'''

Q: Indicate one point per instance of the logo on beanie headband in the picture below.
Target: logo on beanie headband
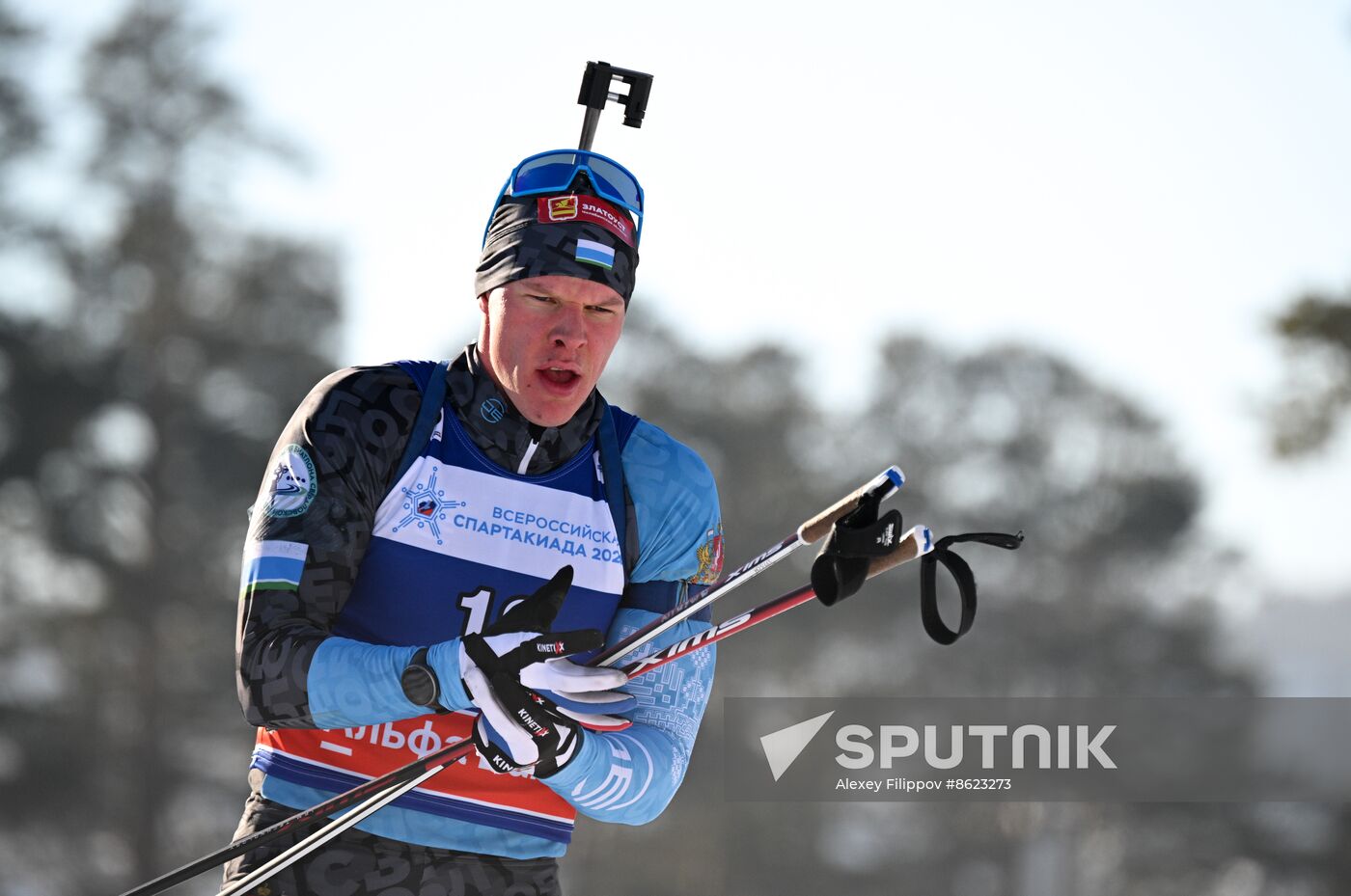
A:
(556, 209)
(561, 208)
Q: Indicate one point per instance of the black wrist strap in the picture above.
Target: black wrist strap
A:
(962, 575)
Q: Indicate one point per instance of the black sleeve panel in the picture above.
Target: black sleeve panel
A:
(354, 426)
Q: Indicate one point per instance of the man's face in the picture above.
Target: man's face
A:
(544, 341)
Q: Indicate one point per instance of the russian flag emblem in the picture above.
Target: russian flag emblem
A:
(593, 253)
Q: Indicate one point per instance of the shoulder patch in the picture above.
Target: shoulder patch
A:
(293, 483)
(709, 557)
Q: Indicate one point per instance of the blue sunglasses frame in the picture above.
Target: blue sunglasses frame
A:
(598, 181)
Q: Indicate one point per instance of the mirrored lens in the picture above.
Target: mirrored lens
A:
(553, 172)
(617, 181)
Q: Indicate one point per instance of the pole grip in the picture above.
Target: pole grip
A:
(820, 525)
(914, 544)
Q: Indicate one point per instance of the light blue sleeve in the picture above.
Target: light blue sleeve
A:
(354, 683)
(679, 528)
(630, 776)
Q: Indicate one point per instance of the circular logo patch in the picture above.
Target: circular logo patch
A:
(293, 483)
(492, 411)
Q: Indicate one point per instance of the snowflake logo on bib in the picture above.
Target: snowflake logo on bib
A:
(427, 506)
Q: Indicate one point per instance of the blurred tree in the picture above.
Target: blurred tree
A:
(1316, 332)
(139, 425)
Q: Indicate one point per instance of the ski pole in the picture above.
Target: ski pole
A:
(914, 544)
(881, 486)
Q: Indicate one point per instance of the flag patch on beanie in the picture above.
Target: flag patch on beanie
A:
(593, 253)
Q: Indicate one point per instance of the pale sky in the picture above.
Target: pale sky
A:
(1137, 186)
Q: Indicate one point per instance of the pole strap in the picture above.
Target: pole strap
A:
(962, 575)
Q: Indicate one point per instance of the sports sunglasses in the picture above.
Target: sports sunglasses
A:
(553, 172)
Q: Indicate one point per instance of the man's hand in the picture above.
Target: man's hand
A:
(534, 700)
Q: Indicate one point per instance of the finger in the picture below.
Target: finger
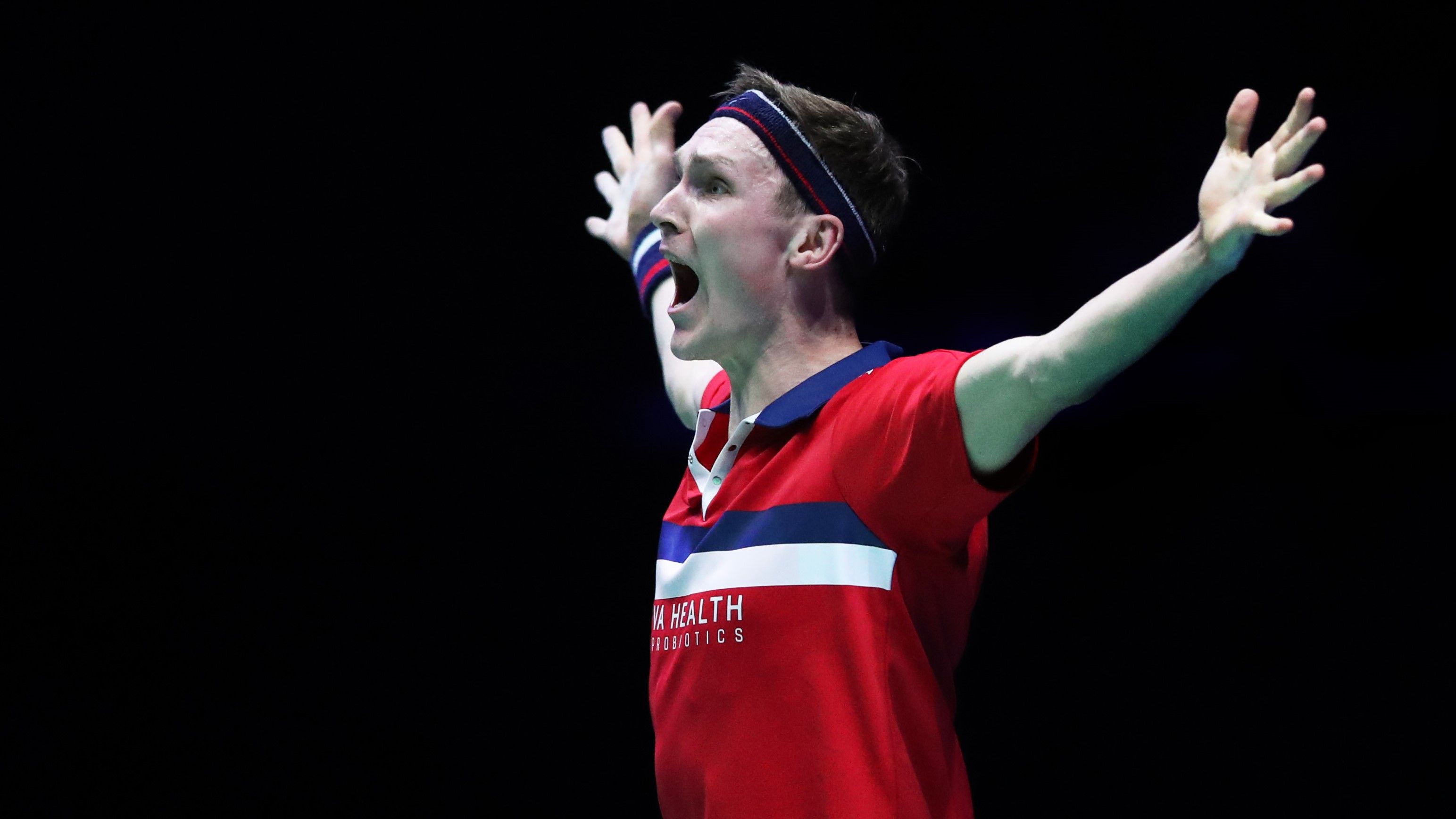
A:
(1298, 116)
(641, 123)
(618, 150)
(1238, 121)
(665, 126)
(609, 187)
(1266, 225)
(1292, 155)
(1292, 187)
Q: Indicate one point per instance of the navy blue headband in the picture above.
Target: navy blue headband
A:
(803, 165)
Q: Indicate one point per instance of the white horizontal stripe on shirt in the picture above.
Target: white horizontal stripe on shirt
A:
(776, 564)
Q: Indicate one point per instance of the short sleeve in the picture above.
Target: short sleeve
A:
(899, 455)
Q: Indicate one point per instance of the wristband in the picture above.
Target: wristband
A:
(649, 266)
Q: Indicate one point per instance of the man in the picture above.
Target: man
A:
(819, 563)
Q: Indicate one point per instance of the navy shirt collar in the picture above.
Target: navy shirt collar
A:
(816, 391)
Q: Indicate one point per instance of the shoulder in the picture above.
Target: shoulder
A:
(922, 369)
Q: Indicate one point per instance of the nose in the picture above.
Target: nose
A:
(666, 216)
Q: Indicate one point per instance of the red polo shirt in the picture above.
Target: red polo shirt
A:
(815, 585)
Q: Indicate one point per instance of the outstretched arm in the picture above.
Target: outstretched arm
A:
(641, 174)
(1008, 393)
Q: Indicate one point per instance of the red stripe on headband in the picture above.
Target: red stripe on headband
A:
(784, 153)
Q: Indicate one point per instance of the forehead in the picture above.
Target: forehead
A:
(733, 141)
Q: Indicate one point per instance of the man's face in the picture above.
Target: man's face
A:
(724, 224)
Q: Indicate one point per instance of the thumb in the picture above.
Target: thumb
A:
(665, 123)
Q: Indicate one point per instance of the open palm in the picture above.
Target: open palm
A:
(1240, 190)
(641, 176)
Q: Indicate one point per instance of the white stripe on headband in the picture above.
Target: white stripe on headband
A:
(832, 178)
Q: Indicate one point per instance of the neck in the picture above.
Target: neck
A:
(760, 375)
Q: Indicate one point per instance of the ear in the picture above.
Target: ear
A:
(817, 241)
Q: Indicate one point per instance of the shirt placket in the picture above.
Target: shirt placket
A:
(711, 480)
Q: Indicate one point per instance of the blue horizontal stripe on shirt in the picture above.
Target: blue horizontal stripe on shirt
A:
(817, 522)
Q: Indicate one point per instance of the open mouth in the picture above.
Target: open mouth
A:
(686, 282)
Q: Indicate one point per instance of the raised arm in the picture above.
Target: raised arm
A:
(641, 174)
(1008, 393)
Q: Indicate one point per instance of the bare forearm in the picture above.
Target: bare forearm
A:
(1123, 323)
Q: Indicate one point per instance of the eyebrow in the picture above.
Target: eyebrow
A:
(716, 159)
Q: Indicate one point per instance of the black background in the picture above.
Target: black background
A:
(333, 448)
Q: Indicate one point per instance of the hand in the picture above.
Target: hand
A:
(1241, 189)
(644, 176)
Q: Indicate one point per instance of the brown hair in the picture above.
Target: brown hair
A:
(854, 143)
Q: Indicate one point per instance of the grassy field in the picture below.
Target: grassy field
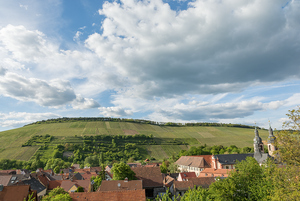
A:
(12, 140)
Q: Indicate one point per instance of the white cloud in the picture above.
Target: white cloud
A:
(114, 112)
(84, 103)
(209, 48)
(17, 119)
(24, 6)
(53, 94)
(77, 35)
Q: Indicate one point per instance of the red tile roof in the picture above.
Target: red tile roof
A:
(15, 193)
(132, 195)
(4, 179)
(113, 185)
(67, 184)
(201, 161)
(55, 183)
(191, 182)
(211, 172)
(151, 176)
(184, 175)
(44, 180)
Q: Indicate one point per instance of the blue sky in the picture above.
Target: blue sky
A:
(180, 61)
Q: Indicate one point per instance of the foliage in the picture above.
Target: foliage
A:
(90, 119)
(57, 194)
(121, 171)
(288, 140)
(248, 182)
(30, 197)
(97, 182)
(163, 167)
(198, 194)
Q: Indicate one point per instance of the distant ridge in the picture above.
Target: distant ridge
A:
(141, 121)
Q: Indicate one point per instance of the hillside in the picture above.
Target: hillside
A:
(72, 132)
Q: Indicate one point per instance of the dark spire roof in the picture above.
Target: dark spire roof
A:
(271, 138)
(257, 139)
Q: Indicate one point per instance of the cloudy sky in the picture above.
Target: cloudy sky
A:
(227, 61)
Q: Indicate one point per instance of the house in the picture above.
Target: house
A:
(180, 187)
(4, 179)
(184, 175)
(228, 161)
(211, 172)
(168, 179)
(16, 193)
(72, 186)
(54, 184)
(132, 195)
(120, 185)
(194, 163)
(152, 179)
(35, 185)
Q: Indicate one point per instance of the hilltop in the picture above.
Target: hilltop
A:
(168, 139)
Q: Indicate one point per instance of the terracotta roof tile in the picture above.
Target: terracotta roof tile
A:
(113, 185)
(151, 176)
(185, 175)
(191, 182)
(4, 179)
(132, 195)
(67, 184)
(55, 183)
(201, 161)
(211, 172)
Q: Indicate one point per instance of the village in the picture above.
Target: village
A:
(149, 181)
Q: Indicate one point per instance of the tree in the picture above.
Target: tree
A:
(288, 141)
(196, 194)
(248, 182)
(97, 182)
(163, 167)
(121, 171)
(286, 179)
(57, 194)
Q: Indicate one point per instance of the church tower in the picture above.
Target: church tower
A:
(271, 142)
(258, 145)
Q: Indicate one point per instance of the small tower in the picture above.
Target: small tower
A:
(271, 142)
(258, 145)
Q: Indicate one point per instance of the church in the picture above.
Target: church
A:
(227, 161)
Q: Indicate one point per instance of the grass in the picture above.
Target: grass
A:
(12, 140)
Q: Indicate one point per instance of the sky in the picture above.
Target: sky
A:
(167, 61)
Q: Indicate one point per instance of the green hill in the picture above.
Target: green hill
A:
(164, 136)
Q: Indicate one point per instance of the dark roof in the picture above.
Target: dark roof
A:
(132, 195)
(231, 159)
(120, 185)
(35, 185)
(151, 176)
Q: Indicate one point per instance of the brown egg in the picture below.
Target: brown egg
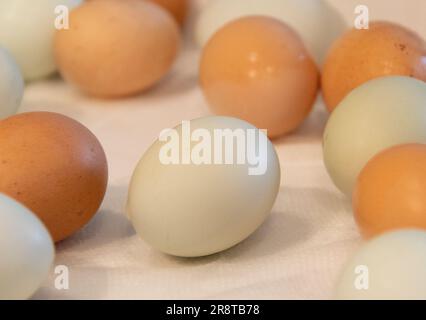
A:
(178, 8)
(117, 48)
(54, 166)
(362, 55)
(391, 191)
(257, 69)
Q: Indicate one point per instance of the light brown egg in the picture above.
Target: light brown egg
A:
(362, 55)
(117, 48)
(54, 166)
(257, 69)
(178, 8)
(391, 191)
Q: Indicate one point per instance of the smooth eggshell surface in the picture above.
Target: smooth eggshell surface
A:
(117, 48)
(361, 55)
(55, 166)
(191, 210)
(377, 115)
(26, 251)
(257, 69)
(177, 8)
(391, 191)
(27, 29)
(11, 85)
(390, 267)
(316, 21)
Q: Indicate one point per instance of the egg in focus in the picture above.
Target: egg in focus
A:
(389, 267)
(11, 85)
(54, 166)
(384, 49)
(379, 114)
(197, 209)
(257, 69)
(26, 251)
(117, 48)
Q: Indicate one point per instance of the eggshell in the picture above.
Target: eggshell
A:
(192, 210)
(178, 8)
(27, 29)
(257, 69)
(318, 23)
(26, 251)
(55, 166)
(360, 55)
(390, 267)
(380, 114)
(11, 85)
(117, 48)
(391, 191)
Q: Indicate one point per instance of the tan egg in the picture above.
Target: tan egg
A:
(391, 191)
(54, 166)
(178, 8)
(257, 69)
(117, 48)
(362, 55)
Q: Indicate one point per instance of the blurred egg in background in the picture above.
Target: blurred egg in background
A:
(381, 113)
(318, 23)
(360, 55)
(27, 29)
(257, 69)
(117, 48)
(11, 84)
(26, 251)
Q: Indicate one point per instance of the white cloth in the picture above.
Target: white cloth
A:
(297, 254)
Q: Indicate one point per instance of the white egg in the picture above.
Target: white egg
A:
(27, 29)
(377, 115)
(11, 85)
(391, 267)
(26, 251)
(318, 23)
(191, 208)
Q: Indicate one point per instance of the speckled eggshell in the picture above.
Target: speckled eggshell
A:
(55, 166)
(361, 55)
(11, 85)
(26, 251)
(379, 114)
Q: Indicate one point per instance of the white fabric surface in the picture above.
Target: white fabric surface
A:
(296, 254)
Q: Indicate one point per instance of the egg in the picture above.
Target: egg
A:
(360, 55)
(208, 196)
(257, 69)
(391, 191)
(26, 251)
(318, 23)
(11, 85)
(55, 166)
(379, 114)
(117, 48)
(178, 8)
(390, 267)
(27, 29)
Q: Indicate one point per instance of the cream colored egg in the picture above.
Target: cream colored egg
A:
(26, 251)
(377, 115)
(27, 29)
(316, 21)
(199, 202)
(11, 85)
(391, 267)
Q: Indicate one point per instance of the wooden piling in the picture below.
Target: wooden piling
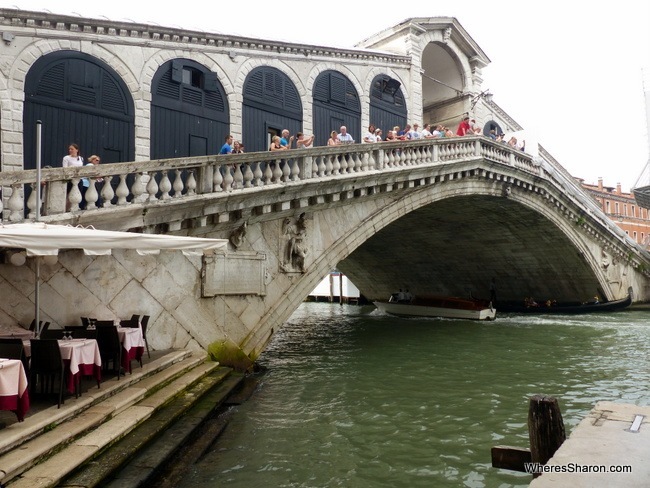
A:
(545, 428)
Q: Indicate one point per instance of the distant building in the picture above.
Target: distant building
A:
(623, 209)
(335, 287)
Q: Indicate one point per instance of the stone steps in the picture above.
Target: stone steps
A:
(137, 458)
(51, 444)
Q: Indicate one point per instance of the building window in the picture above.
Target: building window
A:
(191, 77)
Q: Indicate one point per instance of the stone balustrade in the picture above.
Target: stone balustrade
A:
(157, 181)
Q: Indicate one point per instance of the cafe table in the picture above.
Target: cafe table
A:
(14, 395)
(13, 332)
(81, 358)
(133, 345)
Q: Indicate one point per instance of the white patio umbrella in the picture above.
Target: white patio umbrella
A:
(42, 239)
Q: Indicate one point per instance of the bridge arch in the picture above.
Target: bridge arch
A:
(452, 236)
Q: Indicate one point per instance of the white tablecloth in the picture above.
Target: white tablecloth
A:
(9, 331)
(13, 387)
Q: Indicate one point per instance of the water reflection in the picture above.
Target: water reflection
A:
(355, 398)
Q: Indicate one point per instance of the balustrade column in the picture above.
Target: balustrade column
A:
(31, 202)
(178, 185)
(165, 186)
(122, 191)
(238, 177)
(74, 197)
(227, 177)
(137, 189)
(91, 195)
(248, 176)
(16, 203)
(191, 183)
(152, 188)
(257, 173)
(217, 179)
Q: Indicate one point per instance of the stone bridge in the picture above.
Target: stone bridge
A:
(436, 216)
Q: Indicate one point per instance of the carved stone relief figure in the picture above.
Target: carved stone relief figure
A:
(238, 235)
(294, 232)
(613, 270)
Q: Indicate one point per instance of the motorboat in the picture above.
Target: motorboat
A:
(446, 307)
(530, 307)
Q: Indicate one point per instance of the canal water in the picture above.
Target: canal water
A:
(353, 398)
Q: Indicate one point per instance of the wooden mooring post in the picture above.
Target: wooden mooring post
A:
(545, 432)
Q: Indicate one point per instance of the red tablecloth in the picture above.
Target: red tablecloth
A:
(81, 357)
(14, 395)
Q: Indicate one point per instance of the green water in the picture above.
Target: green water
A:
(353, 398)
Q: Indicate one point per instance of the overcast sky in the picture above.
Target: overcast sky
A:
(568, 71)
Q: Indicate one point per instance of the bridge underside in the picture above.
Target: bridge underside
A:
(456, 246)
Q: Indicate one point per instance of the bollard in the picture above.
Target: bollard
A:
(545, 428)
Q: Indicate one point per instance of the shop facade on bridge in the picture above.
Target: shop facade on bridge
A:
(134, 92)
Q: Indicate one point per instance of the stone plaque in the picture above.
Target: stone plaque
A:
(240, 273)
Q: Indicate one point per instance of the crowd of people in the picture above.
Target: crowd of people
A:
(466, 127)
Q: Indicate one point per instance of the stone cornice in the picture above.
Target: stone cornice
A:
(420, 25)
(148, 33)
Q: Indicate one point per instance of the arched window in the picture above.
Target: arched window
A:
(271, 104)
(189, 111)
(79, 99)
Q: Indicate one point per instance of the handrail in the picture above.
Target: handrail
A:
(157, 181)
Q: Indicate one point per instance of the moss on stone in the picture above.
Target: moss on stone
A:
(230, 354)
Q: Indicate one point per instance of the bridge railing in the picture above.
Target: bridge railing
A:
(159, 181)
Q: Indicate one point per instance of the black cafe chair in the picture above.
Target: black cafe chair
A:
(12, 348)
(144, 322)
(83, 333)
(53, 334)
(44, 325)
(46, 366)
(104, 323)
(110, 347)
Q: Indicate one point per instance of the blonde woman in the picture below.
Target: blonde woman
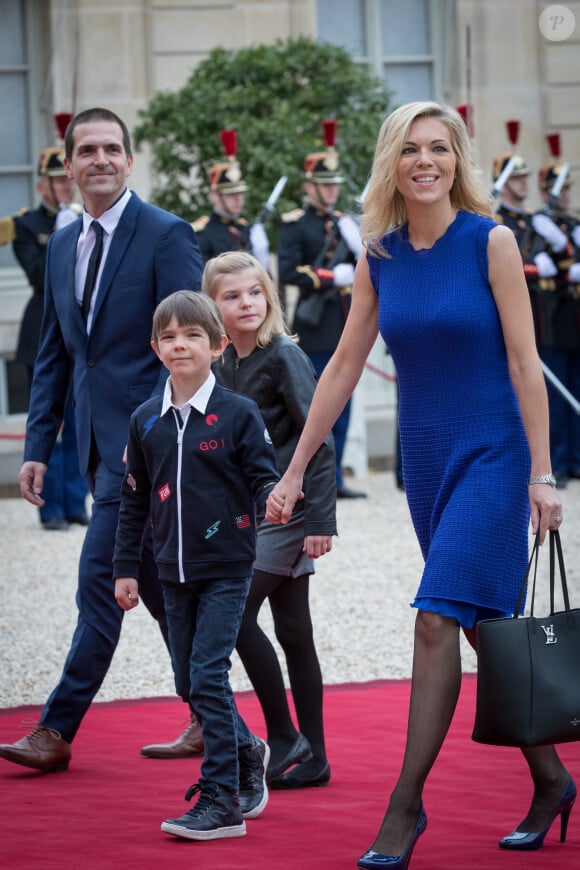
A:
(264, 362)
(445, 286)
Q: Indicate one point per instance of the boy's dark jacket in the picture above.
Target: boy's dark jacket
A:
(281, 380)
(201, 484)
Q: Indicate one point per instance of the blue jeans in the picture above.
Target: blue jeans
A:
(204, 619)
(564, 422)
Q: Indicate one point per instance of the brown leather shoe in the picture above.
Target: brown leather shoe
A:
(189, 744)
(43, 749)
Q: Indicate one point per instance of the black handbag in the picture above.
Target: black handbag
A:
(528, 671)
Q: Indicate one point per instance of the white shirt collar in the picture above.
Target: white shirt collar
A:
(198, 401)
(110, 218)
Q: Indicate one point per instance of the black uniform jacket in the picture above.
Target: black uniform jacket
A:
(311, 240)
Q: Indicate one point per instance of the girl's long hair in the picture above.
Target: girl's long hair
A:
(384, 207)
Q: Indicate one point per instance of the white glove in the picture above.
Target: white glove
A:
(343, 275)
(260, 244)
(350, 231)
(546, 266)
(546, 228)
(65, 216)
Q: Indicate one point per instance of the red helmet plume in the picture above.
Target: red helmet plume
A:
(229, 142)
(553, 140)
(329, 129)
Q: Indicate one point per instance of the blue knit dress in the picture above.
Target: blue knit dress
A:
(465, 454)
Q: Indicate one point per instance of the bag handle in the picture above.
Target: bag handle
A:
(522, 592)
(554, 540)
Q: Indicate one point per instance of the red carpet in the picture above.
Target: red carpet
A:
(106, 810)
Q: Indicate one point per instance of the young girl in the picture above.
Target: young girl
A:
(264, 362)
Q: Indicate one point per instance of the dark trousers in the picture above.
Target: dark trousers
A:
(64, 488)
(340, 428)
(100, 618)
(564, 422)
(204, 618)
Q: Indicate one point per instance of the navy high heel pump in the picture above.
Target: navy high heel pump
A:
(528, 842)
(372, 859)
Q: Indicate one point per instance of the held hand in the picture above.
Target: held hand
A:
(282, 499)
(126, 592)
(31, 479)
(317, 545)
(545, 509)
(350, 231)
(546, 228)
(546, 266)
(343, 274)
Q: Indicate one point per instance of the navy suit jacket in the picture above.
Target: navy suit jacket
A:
(113, 369)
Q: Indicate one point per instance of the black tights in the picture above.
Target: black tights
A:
(435, 689)
(288, 598)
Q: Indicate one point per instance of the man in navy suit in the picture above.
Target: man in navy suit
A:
(105, 275)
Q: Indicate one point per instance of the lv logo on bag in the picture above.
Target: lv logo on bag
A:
(549, 632)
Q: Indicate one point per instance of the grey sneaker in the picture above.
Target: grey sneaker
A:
(253, 789)
(216, 815)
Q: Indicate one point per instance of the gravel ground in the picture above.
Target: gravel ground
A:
(359, 596)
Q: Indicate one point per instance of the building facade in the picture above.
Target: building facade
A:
(503, 59)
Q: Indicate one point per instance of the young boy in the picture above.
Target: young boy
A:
(199, 458)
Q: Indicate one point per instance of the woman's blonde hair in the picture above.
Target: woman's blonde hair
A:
(384, 207)
(232, 262)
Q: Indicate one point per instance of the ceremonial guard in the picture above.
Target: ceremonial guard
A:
(318, 250)
(65, 489)
(511, 185)
(560, 349)
(225, 229)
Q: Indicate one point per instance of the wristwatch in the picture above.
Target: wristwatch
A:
(543, 478)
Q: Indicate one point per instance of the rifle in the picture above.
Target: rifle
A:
(504, 176)
(557, 189)
(268, 207)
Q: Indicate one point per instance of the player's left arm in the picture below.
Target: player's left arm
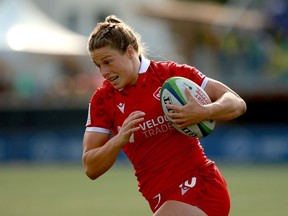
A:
(226, 104)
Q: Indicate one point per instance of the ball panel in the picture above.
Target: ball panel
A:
(173, 92)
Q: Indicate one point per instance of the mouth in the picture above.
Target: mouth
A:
(113, 80)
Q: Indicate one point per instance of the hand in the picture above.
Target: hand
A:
(191, 113)
(130, 126)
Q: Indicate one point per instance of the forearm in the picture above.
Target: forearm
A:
(227, 107)
(98, 160)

'''

GOAL OF THE EXERCISE:
The word to find is "railing". Copy every line of the data that holds it.

SOLUTION FOR THIS EXERCISE:
Q: Indicate one point per instance of the bridge railing in the picture above.
Target: bridge railing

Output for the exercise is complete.